Given records >>

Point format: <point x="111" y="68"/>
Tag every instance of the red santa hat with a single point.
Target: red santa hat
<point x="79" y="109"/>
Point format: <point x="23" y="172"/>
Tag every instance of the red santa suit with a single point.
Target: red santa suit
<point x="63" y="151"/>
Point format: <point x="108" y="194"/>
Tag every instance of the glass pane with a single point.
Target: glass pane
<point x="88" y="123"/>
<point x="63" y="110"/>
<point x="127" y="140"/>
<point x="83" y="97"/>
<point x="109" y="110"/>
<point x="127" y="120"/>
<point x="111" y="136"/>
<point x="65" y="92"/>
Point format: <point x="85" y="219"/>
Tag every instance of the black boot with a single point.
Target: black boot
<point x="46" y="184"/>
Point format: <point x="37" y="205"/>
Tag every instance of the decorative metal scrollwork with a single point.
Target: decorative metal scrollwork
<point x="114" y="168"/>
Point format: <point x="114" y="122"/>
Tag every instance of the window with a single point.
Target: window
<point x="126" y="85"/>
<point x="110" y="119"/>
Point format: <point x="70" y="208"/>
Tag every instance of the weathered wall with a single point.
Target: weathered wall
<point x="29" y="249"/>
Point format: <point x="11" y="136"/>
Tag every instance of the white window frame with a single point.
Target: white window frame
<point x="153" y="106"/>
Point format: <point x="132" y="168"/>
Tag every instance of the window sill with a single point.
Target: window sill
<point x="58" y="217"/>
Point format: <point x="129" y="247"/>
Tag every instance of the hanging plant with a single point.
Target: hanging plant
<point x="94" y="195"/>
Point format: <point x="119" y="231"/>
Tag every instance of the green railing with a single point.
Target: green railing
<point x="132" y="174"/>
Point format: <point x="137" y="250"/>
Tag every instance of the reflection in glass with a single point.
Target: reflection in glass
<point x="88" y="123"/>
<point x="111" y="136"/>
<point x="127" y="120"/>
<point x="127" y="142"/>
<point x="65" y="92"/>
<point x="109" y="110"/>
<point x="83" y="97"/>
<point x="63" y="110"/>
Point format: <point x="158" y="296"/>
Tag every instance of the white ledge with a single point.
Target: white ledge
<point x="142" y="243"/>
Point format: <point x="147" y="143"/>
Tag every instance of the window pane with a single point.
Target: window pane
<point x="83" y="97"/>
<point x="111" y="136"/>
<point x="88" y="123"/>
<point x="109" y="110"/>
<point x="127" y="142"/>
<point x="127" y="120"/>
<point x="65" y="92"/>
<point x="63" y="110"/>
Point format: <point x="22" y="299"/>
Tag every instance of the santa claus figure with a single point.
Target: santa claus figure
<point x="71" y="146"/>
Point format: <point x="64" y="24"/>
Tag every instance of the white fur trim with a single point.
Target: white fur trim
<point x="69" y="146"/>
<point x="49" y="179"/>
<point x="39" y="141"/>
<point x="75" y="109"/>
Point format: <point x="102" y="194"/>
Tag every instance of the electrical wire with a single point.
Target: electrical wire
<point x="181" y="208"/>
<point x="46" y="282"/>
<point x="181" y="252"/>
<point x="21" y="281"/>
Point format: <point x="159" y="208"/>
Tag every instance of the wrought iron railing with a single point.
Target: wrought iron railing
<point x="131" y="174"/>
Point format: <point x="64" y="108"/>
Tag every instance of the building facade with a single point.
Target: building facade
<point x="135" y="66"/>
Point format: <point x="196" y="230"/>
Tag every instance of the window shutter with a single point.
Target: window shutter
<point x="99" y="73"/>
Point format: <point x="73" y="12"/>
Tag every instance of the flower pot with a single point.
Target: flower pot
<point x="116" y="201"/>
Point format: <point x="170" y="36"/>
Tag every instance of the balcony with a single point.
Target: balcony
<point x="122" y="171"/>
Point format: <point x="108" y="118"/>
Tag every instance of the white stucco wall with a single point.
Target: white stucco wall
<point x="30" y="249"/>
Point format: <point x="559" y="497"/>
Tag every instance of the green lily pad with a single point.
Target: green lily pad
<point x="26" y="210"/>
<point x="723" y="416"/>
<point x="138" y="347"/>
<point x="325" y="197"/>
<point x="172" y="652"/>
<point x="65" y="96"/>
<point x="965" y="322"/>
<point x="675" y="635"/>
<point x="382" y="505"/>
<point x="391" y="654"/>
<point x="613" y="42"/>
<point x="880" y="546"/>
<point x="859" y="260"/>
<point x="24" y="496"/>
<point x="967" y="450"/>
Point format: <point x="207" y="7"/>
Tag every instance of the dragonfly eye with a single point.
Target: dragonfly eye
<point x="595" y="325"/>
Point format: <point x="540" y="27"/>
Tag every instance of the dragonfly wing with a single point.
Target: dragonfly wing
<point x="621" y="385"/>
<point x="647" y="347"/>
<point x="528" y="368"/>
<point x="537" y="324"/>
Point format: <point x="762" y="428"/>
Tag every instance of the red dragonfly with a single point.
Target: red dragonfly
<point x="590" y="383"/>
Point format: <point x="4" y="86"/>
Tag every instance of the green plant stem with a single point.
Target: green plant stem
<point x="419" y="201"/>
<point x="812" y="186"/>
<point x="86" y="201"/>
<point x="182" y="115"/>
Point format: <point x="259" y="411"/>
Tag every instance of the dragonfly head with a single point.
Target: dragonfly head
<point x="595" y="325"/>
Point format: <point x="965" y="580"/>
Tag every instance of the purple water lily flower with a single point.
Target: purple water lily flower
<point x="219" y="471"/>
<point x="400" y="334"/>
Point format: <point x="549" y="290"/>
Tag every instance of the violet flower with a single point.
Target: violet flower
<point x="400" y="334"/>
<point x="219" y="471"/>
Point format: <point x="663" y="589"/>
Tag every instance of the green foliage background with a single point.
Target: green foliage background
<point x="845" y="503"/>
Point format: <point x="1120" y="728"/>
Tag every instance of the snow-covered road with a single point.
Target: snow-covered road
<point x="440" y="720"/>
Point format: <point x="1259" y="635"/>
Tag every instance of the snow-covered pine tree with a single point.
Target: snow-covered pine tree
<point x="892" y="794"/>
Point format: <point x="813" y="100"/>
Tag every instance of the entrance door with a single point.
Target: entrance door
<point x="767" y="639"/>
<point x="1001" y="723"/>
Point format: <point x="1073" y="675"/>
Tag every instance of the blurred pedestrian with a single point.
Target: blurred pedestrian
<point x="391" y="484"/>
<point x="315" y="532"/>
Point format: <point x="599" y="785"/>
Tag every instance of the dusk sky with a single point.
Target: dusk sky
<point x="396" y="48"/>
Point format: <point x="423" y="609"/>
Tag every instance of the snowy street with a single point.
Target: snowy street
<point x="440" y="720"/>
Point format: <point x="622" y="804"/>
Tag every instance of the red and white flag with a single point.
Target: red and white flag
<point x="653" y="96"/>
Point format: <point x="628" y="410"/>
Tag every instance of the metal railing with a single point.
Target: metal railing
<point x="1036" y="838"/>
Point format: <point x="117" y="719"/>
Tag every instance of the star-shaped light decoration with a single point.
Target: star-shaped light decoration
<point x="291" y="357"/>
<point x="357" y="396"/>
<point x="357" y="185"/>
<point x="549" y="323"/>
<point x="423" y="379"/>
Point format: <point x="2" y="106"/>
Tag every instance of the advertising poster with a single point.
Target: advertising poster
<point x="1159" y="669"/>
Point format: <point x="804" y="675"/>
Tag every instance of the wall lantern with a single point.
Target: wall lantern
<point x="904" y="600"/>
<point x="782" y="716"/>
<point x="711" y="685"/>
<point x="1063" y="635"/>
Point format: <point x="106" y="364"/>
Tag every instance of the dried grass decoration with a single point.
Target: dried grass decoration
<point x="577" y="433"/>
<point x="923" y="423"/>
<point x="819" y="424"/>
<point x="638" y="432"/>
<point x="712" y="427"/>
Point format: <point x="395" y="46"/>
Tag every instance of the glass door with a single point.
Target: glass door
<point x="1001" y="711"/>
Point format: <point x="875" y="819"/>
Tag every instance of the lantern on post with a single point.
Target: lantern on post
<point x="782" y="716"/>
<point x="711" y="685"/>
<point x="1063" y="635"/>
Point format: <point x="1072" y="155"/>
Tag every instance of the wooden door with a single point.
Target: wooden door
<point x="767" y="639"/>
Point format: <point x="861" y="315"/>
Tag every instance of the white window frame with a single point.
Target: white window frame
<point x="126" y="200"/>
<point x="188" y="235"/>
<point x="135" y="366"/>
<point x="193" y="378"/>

Goal >> Select every line of the data that contains the word "stucco", and treat uppercase and lowercase letters as different.

Solution to this task >>
Tag every instance of the white stucco wall with a single point.
Target: white stucco wall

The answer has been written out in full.